The successful concept of Fan Parks used at the last two World Cups and European Championships has now come to the Champions' League and will be employed for the final in Munich in a fortnight's time, allowing any Chelsea fans without tickets to watch the game on a big screen.
The coverage will be part of a four-day festival taking place at the Olympiapark, the former home of Chelsea's opponents Bayern Munich, with tickets for the match at a modest €5 (£4) - considerably cheaper than the real thing, where prices range from £59 to £310. Uefa are hoping to attract up to 65,000 on the night but will be hoping for best behaviour from rival supporters who might just have spent the day testing Bavarian beers.
A message from Uefa's president, Michel Platini, encourages supporters to "mix with and enjoy the company of the opposing fans" while the official word from Munich police HQ is: "The police will deal firmly with any threatening or violent fans." You have been warned.
Cash blow for League clubs
Football League clubs hoping for a windfall if – as now seems likely – either Birmingham, Blackpool or West Ham forfeit £32m of parachute payments by winning promotion back to the Premier League at the first attempt, will be disappointed.
Under the agreement in place until 2010 all that money would have been redistributed to the other League clubs, offering each a handy six-figure sum. The new agreement does not allow for such largesse, on the basis that it was considered better for clubs to know exactly what their income would be rather than waiting for promotion and play-off outcomes.
No pain, no gain in Spain
Last month we reported on the financial problems of Spanish football, with clubs in the top two divisions estimated to be £3.4billion in debt and owing more than £1billion in tax and social security. Now agreements on repayment have been put into place and the country's sports minister says with admirable optimism: "Probably by 2020 this problem will have been effectively resolved."

Record set:

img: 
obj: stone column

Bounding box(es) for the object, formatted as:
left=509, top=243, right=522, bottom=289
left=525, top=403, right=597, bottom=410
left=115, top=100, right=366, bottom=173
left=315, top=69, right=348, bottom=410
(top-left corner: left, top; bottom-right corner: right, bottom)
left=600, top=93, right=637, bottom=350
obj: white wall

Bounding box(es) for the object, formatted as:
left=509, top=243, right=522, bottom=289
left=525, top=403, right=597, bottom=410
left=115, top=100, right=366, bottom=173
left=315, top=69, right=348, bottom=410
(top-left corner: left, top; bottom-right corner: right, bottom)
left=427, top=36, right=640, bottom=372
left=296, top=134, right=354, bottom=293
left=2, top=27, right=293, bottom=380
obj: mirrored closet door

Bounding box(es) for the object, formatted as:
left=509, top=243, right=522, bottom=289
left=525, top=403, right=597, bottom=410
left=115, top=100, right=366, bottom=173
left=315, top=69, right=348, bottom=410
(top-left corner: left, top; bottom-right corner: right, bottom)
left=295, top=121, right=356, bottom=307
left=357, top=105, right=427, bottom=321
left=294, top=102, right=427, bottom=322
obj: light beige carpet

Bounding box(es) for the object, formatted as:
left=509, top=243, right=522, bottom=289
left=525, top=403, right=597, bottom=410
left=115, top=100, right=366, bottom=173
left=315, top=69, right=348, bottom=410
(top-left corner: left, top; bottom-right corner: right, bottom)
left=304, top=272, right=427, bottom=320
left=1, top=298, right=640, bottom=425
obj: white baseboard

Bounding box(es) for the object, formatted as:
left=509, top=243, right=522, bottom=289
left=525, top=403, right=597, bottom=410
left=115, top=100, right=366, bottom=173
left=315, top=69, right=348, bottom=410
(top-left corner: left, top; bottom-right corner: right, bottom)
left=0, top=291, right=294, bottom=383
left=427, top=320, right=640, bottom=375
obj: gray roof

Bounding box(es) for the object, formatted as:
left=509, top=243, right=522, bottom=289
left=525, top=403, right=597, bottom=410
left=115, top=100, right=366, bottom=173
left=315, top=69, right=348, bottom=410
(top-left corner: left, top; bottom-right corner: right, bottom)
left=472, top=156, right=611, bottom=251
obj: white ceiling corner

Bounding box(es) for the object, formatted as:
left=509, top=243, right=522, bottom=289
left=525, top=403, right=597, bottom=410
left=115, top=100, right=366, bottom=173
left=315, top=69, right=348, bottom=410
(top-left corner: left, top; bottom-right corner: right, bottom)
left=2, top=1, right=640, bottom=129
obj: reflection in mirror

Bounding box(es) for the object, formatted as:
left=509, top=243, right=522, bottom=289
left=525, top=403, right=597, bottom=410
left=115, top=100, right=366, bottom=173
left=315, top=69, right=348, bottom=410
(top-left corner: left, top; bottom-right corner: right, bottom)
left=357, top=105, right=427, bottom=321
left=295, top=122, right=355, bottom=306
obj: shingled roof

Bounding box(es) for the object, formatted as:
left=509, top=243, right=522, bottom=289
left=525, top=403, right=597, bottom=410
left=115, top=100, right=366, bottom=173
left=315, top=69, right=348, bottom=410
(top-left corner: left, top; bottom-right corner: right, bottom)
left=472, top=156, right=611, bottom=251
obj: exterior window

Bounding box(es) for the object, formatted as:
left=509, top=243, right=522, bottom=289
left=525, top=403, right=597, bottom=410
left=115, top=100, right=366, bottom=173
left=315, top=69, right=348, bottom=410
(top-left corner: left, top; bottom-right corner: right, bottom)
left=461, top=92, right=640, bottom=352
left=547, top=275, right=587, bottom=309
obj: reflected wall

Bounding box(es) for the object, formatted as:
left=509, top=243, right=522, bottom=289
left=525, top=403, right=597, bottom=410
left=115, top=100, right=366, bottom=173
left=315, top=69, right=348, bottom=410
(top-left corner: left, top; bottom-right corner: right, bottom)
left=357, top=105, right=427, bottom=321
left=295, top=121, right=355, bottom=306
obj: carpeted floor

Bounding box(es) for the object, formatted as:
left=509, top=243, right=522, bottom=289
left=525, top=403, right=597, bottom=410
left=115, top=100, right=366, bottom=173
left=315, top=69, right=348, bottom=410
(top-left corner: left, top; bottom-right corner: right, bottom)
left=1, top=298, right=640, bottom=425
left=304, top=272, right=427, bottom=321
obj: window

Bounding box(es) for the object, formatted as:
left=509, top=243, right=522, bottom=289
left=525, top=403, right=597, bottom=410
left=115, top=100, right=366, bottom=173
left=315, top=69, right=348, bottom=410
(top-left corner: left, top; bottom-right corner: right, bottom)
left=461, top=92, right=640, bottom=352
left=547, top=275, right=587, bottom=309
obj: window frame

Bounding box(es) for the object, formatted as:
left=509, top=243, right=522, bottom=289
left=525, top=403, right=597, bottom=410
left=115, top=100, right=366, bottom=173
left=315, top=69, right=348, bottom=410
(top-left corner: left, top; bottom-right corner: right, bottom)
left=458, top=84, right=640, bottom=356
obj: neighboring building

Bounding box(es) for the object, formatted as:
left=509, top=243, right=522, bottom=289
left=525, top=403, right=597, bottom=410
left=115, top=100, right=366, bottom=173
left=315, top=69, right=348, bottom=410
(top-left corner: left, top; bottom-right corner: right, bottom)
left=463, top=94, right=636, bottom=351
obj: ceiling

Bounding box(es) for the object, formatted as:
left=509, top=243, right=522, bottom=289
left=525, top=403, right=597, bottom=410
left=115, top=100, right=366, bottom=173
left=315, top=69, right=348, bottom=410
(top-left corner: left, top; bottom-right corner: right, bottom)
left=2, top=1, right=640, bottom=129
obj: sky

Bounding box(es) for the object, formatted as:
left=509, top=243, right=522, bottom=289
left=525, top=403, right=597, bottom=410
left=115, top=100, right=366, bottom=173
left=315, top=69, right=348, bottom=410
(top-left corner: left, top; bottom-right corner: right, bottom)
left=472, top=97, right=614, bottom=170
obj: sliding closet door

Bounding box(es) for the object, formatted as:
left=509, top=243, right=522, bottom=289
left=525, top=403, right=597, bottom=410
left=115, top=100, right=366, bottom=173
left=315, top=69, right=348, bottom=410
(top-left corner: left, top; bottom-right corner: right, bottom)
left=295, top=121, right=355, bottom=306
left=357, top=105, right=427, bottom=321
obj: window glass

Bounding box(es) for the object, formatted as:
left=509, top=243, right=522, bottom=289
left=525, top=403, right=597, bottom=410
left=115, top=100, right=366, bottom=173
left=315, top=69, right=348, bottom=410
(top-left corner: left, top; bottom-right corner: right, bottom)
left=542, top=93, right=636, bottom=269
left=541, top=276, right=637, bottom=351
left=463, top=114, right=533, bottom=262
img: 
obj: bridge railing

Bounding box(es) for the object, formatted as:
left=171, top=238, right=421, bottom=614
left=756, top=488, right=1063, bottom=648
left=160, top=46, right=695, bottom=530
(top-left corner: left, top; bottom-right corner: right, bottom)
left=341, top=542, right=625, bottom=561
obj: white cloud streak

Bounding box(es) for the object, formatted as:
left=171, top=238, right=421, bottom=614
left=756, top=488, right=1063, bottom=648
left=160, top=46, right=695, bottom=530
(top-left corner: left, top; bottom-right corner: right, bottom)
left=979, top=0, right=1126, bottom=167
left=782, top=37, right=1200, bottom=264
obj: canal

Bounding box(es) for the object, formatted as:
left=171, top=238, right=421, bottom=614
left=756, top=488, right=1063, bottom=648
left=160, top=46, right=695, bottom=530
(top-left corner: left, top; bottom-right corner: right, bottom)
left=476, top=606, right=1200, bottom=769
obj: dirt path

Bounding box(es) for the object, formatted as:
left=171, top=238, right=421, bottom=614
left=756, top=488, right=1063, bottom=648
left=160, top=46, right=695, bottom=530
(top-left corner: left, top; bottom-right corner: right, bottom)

Prompt:
Continue the football news column from its last sentence, the Spanish sports minister's remark on debt.

Task response:
From the 2014-15 season clubs will be forced to put aside 35 per cent of their revenue from media rights as a guarantee against their tax obligations, and infringements could even mean aban from domestic football. In Switzerland, 11 teams have been refused a licence for next season because of the state of their finances, including three of last year's top four in the Super League, FC Zurich, Young Boys Berne and Sion.
Making Wolves look good
Not a great year for football in Wolverhampton. Following the decision to sack Mick McCarthy and put Terry Connor in charge, Wolves went to the bottom of the Premier League table and stayed there.
Their record, however, has been superb in comparison to Wolverhampton United of the West Midlands League Division One, who went into this weekend having lost 27 of their 29 league games, letting in 118 goals.
Up the road, meanwhile, and at the same level of the FA pyramid, Longton Harriers of the Staffs County Senior League managed to take one point from their 29 matches, while conceding 168 times.
Some road trip for Town fans
Some 300 Huddersfield Town supporters must have felt a little saddle-sore at yesterday's final game of the season at home to Yeovil, having arrived by cycle from Yeovil's Huish Park ground, which they left on Wednesday morning.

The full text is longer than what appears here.